[start of TASK DATA]

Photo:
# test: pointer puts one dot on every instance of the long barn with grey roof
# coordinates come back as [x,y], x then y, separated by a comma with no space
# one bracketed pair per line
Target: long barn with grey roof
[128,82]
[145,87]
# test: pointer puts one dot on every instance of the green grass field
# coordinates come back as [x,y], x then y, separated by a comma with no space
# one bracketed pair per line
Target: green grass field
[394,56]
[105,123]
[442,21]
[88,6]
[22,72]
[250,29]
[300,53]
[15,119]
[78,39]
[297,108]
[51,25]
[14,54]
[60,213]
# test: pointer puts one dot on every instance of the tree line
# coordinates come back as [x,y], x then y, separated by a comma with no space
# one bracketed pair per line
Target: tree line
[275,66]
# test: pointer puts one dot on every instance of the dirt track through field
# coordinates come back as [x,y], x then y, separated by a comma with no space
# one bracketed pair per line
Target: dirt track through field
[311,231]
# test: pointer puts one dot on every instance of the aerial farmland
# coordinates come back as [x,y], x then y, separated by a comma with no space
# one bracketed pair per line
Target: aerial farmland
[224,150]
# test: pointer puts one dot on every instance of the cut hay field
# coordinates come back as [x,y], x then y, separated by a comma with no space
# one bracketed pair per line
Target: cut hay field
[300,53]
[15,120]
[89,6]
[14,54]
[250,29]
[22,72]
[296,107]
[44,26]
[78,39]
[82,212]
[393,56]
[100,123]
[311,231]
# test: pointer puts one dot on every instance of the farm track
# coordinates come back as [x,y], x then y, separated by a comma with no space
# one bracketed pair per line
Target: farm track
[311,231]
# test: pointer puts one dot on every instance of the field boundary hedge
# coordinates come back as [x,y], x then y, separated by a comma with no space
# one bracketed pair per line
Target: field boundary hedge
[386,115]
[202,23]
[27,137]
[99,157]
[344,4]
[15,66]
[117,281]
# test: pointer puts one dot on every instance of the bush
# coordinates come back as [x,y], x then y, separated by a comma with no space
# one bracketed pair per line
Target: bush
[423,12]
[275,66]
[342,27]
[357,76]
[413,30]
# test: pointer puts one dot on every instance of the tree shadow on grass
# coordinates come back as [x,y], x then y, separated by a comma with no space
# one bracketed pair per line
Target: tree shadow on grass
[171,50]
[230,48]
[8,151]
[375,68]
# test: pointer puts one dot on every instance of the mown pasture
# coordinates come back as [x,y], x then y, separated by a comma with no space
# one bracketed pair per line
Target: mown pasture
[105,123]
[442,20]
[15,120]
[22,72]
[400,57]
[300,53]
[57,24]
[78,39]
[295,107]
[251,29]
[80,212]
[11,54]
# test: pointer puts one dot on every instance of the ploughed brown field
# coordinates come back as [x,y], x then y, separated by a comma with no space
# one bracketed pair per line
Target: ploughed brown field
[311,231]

[end of TASK DATA]

__OBJECTIVE__:
Reproduce verbatim the lines starting with the line that contains "the farm track" and continuing through the final line of the entries, with both of those lines included.

__WORKED ANSWER__:
# test: pointer puts one dot on every instance of the farm track
# coordinates come back as [x,y], x then y, separated by a comma with no space
# one bracketed pair per line
Target: farm track
[311,231]
# test: pointer puts one dot on every instance of the field boundary hedge
# coordinates come back as [x,y], x then y, separated by a comma with no space
# one bracketed pair per line
Target: field boundary hedge
[386,115]
[202,23]
[27,137]
[99,157]
[344,4]
[15,66]
[117,281]
# test: pointer puts one dot on every instance of the bush
# coordinates come back as [x,y], x then y, separated by a comma with no space
# one bracketed pair per line
Target: bush
[423,12]
[275,66]
[342,27]
[357,76]
[413,30]
# test: pointer puts one dot on every instance of the tree shadow on grass
# coordinates come back as [x,y], x then y, separated by a comma with no space
# one bracketed pair per line
Target: tree shadow on grass
[171,50]
[230,48]
[8,151]
[375,68]
# test: pointer puts one dot on every instance of the mown pasture
# coordinates come back as [x,y], x then y, separated by a comma with no space
# one bracketed pair per line
Target: mown pasture
[105,123]
[442,20]
[15,120]
[22,72]
[400,57]
[300,53]
[57,24]
[78,39]
[295,107]
[251,29]
[80,212]
[11,54]
# test: pointer puts one dot on every instance of the ploughed brown field
# coordinates come back as [x,y], x then y, separated by a comma with no space
# one bracketed pair per line
Target: ploughed brown field
[311,231]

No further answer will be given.